● GOAL OF THE EXERCISE
Reproduce all of the material below word for word, changing nothing.

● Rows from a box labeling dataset
▬▬▬

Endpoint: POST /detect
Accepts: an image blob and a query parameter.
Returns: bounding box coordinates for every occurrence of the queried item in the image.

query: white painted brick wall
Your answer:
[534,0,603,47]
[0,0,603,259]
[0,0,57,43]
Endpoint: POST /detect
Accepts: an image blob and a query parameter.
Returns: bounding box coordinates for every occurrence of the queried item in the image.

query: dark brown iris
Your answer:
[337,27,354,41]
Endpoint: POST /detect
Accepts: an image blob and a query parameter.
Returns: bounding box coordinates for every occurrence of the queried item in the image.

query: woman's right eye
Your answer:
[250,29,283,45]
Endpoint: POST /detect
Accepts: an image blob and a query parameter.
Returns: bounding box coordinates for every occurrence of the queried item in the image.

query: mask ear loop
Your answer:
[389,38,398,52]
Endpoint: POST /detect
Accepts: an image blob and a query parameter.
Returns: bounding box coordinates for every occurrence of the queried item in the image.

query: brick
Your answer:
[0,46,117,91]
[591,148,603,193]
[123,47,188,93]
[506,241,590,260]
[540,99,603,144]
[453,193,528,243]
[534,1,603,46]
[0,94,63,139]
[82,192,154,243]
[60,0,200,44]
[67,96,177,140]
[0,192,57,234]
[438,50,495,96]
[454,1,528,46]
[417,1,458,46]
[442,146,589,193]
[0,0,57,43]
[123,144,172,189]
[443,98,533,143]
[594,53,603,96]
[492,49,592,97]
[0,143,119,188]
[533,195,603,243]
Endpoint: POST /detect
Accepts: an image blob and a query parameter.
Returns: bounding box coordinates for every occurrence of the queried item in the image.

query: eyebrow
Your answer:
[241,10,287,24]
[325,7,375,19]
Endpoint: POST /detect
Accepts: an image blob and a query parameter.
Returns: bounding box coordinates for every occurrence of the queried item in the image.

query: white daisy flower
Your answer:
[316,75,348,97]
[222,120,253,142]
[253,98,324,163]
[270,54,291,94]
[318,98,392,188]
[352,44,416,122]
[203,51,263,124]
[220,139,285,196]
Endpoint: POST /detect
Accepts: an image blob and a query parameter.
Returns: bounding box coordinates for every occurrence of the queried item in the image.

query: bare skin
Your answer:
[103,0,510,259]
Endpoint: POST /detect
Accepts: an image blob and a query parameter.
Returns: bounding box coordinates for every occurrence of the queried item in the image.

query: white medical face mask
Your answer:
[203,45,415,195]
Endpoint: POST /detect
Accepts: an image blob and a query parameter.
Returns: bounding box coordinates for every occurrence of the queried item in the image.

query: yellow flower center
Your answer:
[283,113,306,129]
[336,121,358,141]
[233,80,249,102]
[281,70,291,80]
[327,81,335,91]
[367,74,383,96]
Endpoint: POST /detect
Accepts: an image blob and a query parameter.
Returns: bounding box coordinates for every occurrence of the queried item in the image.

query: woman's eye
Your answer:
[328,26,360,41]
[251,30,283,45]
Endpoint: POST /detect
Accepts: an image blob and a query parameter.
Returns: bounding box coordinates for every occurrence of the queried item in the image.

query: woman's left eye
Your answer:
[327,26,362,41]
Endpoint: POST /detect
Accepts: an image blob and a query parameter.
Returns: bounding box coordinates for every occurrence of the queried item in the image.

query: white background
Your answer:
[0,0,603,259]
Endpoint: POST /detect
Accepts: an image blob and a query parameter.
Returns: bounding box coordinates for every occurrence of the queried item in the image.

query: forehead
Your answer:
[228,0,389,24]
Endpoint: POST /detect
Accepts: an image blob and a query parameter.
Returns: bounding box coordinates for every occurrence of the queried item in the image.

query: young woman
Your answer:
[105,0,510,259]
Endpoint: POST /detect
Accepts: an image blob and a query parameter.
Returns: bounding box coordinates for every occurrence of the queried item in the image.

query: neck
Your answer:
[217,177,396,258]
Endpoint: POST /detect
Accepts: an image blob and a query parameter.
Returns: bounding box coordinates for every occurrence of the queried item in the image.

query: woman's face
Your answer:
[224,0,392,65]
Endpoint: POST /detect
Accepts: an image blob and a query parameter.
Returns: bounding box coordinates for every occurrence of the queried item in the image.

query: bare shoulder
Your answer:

▬▬▬

● OUTPUT OF THE EXERCISE
Endpoint: POST /detect
Accepts: an image blob and a query parameter.
Returns: bounding box coordinates for every occurrence of the queried item in the image.

query: white painted brick wall
Your answer:
[534,0,603,47]
[0,0,603,259]
[0,0,57,43]
Endpoint: POST /detect
Accepts: an image blob and a query parameter.
Returns: bounding box coordinates for every occurrence of the queried item in the image.

query: dark brown iris
Your answer:
[337,27,354,41]
Endpoint: POST /detect
Accepts: an image blob and a query parameter.
Returns: bounding box coordinates for every occurrence of the queried item in the image.

query: woman's right eye
Your answer:
[250,29,283,45]
Endpoint: POST /detect
Accepts: an image blob and a query parameter.
Returns: bounding box coordinates for every occurrence of the queried item in the image.

query: mask ear loop
Your answer:
[389,38,398,52]
Endpoint: POST /detect
Accepts: an image blob and a query parameter.
Returns: bounding box coordinates for every occurrence of the queried item in the image.

query: brick
Your answer:
[0,46,117,91]
[591,148,603,193]
[123,47,188,93]
[506,241,590,260]
[540,99,603,144]
[453,193,528,243]
[534,1,603,46]
[0,94,63,139]
[82,192,154,243]
[60,0,200,44]
[67,96,177,140]
[0,192,57,234]
[438,50,495,96]
[454,1,528,46]
[417,1,458,46]
[442,146,589,193]
[0,0,57,43]
[123,144,172,189]
[443,98,533,143]
[594,53,603,96]
[492,49,592,97]
[0,143,119,188]
[533,195,603,243]
Endpoint: POST /detect
Accepts: an image blob and a query parameter.
Returns: bounding box coordinates for every occurrence of the queried item in the image.

query: eyebrow
Your answer:
[241,10,287,24]
[325,7,375,19]
Endpoint: POST /detect
Accepts: an image blob and a query parameter.
Returns: bounding box coordinates for every occurrence of the queried item in the image.

query: white daisy flower
Your answer:
[316,75,348,97]
[222,120,253,142]
[253,98,324,163]
[270,54,291,94]
[318,98,392,188]
[352,44,416,122]
[203,51,263,124]
[220,139,285,196]
Endpoint: POST /detect
Accepts: an image blob and a query parameter.
Returns: bounding box coordinates for every occurrence of the queried item in the image.

query: bare skin
Your answer:
[103,0,510,259]
Endpoint: POST /detect
Accepts: an image blob and a query parameter.
Returns: bounding box coordinates for every occurrence of the queried item in the image.

query: white medical face mask
Your answer:
[203,45,415,195]
Endpoint: POST /detect
Accepts: an image blob and a query parameter.
Returns: bounding box coordinates for every occurrence of the queried item in the image.

query: yellow flower center
Your answer:
[283,113,306,129]
[336,121,358,141]
[233,80,249,102]
[281,70,291,80]
[327,81,335,91]
[367,74,383,96]
Endpoint: POST /detect
Accepts: an image blob and a query parameter.
Returns: bounding box coordinates for every occurrence of the queried item in the image.

query: woman's eye
Your answer:
[328,26,360,41]
[251,30,283,45]
Endpoint: POST /detect
Accepts: an image blob and a query parameter.
Returns: bounding box coordinates for every occurrence of the queried item in the image.

query: woman's left eye
Your answer:
[327,26,362,41]
Endpoint: POST /detect
Accepts: an image blob and a query parameter.
Returns: bounding box coordinates for every occurrence of the queried item in the image.

query: white background
Your answer:
[0,0,603,259]
Endpoint: POST /detect
Accepts: an image blob and a query parameter.
Returns: bounding box coordinates for every occurrence of the queried item in the image.

query: forehead
Your answer:
[228,0,389,24]
Endpoint: POST /detect
Accepts: an image blob and a query parameter.
Returns: bounding box coordinates for every occurrence of the queried item in the image.

query: young woman
Your answer:
[105,0,510,259]
Endpoint: POST /detect
Accepts: an image blob and a query parameter.
Returns: bounding box coordinates for every occurrence of the queried item in the image.

query: neck
Your answer:
[217,177,396,258]
Endpoint: POST /detect
Accepts: an image blob and a query parameter.
Returns: bounding box coordinates for every occurrence of the queried item in the image.

query: woman's face
Your answer:
[224,0,392,65]
Endpoint: POST /detect
Accepts: an image blob and a query parameter.
Returns: bounding box coordinates for every occurrence of the queried item in the image.

query: bare shoulder
Your answer:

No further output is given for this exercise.